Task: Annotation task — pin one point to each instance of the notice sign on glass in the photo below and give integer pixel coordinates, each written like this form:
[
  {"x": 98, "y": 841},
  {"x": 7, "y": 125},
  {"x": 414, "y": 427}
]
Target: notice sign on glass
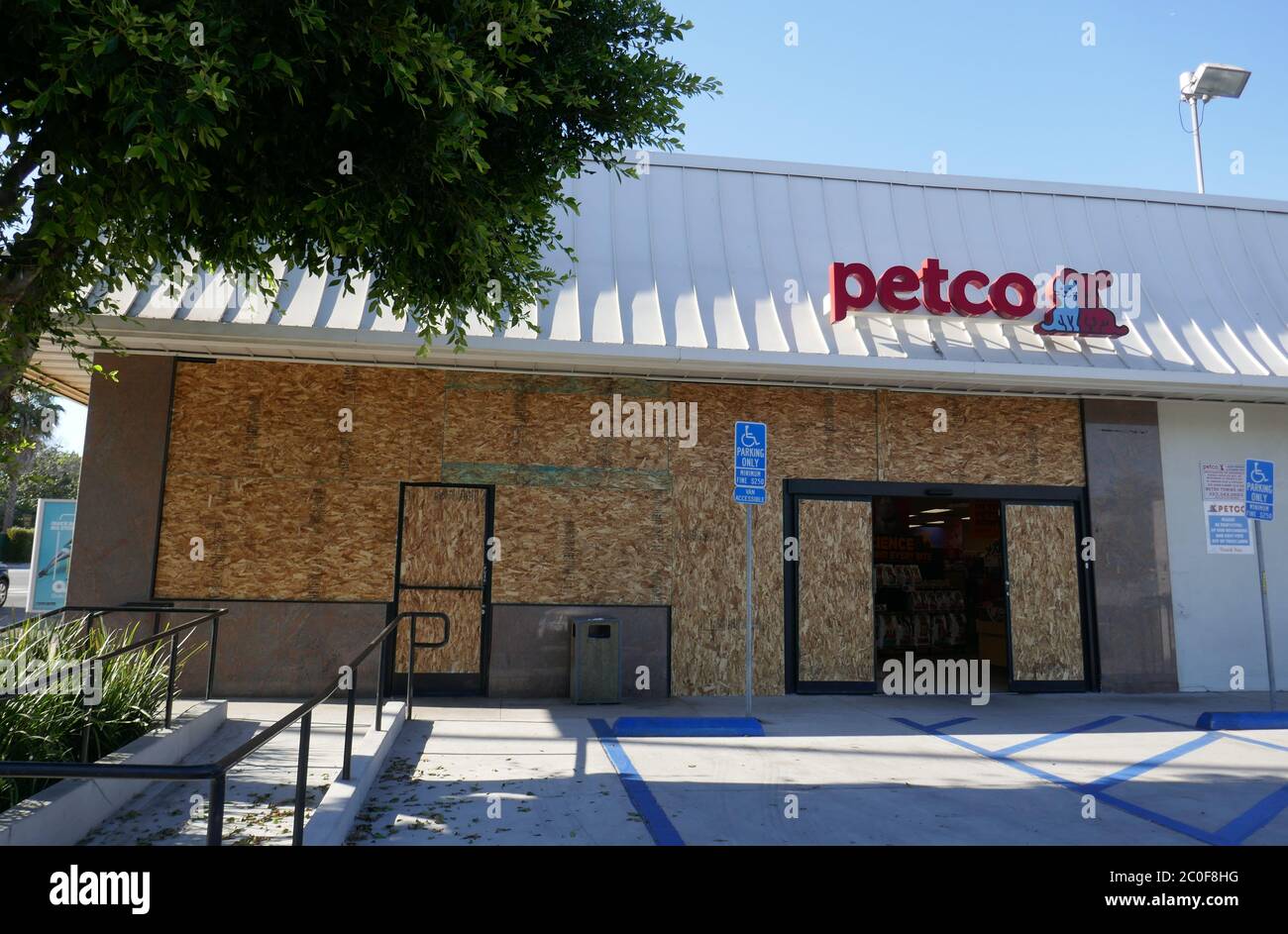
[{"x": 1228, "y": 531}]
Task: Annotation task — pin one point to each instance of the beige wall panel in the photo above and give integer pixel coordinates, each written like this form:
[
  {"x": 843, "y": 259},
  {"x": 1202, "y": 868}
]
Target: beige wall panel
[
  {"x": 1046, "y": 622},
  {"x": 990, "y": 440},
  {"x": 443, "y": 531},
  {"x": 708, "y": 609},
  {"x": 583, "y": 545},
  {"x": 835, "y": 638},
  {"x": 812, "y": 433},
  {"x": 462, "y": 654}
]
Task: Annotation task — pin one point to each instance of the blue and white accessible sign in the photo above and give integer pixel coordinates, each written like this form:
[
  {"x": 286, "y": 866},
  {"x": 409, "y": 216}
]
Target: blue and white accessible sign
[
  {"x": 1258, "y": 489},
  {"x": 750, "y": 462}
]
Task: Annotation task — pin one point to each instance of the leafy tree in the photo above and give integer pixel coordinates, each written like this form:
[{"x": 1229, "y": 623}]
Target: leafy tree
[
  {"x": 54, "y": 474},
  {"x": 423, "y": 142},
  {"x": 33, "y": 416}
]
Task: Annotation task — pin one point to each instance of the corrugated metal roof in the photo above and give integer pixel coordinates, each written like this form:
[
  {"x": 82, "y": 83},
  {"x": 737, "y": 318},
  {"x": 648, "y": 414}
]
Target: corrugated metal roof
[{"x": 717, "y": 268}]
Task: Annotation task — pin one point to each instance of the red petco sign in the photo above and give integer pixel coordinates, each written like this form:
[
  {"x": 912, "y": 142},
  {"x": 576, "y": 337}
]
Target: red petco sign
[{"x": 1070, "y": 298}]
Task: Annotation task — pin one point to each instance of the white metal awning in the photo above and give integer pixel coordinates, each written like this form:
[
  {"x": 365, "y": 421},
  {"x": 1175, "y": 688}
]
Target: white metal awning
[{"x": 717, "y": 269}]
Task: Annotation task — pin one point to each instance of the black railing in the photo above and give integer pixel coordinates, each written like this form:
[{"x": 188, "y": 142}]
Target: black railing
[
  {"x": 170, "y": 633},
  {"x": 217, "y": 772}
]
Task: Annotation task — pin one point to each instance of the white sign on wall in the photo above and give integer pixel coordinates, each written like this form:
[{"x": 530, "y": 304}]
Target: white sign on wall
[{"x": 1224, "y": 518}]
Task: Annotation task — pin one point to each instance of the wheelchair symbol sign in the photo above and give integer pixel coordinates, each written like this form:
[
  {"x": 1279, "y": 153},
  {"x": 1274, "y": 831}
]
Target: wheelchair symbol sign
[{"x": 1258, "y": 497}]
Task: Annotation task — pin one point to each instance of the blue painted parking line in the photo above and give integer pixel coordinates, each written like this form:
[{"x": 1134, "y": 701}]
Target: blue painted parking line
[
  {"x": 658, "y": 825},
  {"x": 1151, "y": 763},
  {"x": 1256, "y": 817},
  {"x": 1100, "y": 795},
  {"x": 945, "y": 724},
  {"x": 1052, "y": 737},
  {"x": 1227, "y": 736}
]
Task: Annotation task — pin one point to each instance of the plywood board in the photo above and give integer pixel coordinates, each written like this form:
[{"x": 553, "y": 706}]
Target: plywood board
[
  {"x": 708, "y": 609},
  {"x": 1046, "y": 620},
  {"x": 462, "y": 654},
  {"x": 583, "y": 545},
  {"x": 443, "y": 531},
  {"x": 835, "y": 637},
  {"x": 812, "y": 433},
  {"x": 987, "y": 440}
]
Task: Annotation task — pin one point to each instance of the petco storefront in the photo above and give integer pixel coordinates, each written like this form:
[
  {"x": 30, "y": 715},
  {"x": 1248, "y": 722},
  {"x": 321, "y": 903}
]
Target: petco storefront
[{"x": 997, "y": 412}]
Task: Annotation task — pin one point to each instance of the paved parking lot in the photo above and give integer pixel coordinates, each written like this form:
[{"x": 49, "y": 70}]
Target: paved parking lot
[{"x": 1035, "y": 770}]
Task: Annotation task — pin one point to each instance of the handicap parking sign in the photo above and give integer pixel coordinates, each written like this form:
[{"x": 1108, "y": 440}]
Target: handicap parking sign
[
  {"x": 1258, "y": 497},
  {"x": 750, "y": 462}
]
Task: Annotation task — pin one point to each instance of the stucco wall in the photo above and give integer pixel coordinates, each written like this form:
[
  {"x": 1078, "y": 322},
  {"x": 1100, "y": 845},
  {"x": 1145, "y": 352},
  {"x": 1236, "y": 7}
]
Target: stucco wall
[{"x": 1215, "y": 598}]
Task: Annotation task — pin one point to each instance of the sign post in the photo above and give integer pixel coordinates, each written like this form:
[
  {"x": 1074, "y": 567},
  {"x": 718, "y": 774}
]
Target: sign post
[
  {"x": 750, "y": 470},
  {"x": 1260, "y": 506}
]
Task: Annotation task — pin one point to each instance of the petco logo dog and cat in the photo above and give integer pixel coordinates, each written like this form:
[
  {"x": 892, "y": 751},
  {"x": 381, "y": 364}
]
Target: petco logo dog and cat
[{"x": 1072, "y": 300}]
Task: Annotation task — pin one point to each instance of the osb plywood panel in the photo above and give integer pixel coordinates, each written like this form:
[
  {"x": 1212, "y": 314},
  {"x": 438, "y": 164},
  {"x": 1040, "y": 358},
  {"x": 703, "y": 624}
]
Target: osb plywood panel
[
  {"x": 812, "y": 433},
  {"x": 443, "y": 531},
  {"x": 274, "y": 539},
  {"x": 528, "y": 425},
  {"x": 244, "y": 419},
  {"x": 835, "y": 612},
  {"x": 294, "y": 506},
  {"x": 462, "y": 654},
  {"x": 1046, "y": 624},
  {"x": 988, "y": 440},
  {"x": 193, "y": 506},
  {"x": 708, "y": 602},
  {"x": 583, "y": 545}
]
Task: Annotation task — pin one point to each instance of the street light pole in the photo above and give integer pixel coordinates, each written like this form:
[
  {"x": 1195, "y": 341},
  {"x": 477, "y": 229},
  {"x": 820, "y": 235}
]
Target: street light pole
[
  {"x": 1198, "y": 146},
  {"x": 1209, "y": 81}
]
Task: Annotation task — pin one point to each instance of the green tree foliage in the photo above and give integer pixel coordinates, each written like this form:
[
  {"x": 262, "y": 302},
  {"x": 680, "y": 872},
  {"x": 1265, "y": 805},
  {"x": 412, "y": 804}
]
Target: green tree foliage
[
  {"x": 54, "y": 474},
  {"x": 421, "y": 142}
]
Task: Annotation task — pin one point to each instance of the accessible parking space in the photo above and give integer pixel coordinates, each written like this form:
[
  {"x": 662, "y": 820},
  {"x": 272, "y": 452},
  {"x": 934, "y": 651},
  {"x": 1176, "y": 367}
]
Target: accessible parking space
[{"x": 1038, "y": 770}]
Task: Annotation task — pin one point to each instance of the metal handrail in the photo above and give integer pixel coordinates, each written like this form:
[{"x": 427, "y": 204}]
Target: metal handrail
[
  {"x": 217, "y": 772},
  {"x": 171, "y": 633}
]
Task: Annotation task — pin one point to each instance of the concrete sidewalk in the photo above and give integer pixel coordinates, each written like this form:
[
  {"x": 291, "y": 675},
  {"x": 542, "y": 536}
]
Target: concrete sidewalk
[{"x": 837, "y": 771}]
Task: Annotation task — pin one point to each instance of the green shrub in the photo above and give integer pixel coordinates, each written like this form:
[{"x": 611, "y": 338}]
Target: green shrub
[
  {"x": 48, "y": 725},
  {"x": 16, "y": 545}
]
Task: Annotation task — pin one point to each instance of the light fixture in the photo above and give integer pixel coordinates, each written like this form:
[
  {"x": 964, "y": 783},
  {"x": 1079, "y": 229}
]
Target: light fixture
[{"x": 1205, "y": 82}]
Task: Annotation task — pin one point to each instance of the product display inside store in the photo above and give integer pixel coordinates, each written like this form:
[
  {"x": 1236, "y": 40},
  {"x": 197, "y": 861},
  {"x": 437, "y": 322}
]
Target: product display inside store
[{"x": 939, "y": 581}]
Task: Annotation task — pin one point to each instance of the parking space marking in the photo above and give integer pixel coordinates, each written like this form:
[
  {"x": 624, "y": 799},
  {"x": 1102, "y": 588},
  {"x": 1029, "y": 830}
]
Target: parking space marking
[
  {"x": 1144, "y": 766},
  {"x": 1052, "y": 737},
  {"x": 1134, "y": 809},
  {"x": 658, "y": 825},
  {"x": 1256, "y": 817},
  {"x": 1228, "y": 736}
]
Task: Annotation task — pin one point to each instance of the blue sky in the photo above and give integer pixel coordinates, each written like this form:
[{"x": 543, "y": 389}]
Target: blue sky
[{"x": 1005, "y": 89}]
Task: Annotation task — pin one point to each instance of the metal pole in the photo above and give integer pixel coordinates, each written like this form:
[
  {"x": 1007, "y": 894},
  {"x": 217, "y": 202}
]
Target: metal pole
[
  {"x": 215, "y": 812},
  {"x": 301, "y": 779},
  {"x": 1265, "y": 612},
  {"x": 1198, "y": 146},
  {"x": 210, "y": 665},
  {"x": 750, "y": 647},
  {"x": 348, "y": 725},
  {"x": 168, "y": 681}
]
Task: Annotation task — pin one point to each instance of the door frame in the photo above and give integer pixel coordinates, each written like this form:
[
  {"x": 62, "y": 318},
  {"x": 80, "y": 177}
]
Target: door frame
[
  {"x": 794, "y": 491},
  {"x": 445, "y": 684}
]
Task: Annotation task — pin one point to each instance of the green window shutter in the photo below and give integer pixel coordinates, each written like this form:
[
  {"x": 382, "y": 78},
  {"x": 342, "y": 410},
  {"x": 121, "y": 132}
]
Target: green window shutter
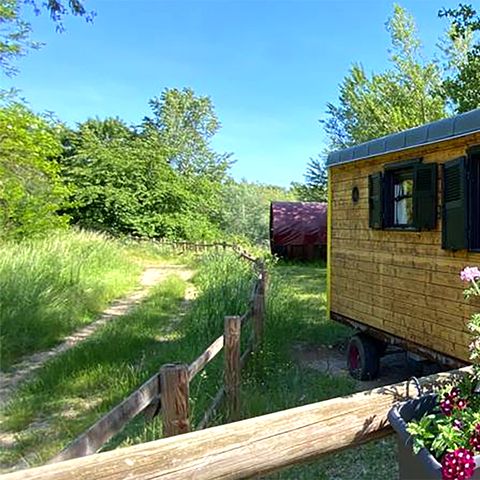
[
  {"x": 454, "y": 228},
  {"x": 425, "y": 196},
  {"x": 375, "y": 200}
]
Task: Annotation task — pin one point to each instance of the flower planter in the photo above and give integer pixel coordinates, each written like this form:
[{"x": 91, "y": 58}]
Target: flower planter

§

Pictures aside, set down the lines from the one containing "of the door" through the end of the records above, exactly and only those.

Task: Annotation task — pin one point to each instance of the door frame in the photo above and give integer pixel coordinates, each written like this form:
[
  {"x": 62, "y": 318},
  {"x": 80, "y": 177}
]
Target: door frame
[
  {"x": 794, "y": 491},
  {"x": 445, "y": 684}
]
Task: Annotation task — pin one point to each instance of the green window shutter in the photo below and give integer pixel coordinates, each written like this form:
[
  {"x": 382, "y": 78},
  {"x": 342, "y": 410},
  {"x": 121, "y": 132}
]
Target: green window shutter
[
  {"x": 454, "y": 228},
  {"x": 425, "y": 196},
  {"x": 375, "y": 200}
]
Task: Annotation task — pin one point to each instance of the flower planter in the photo above and give integer pixel coordinates, each written like this form:
[{"x": 91, "y": 58}]
Target: flower planter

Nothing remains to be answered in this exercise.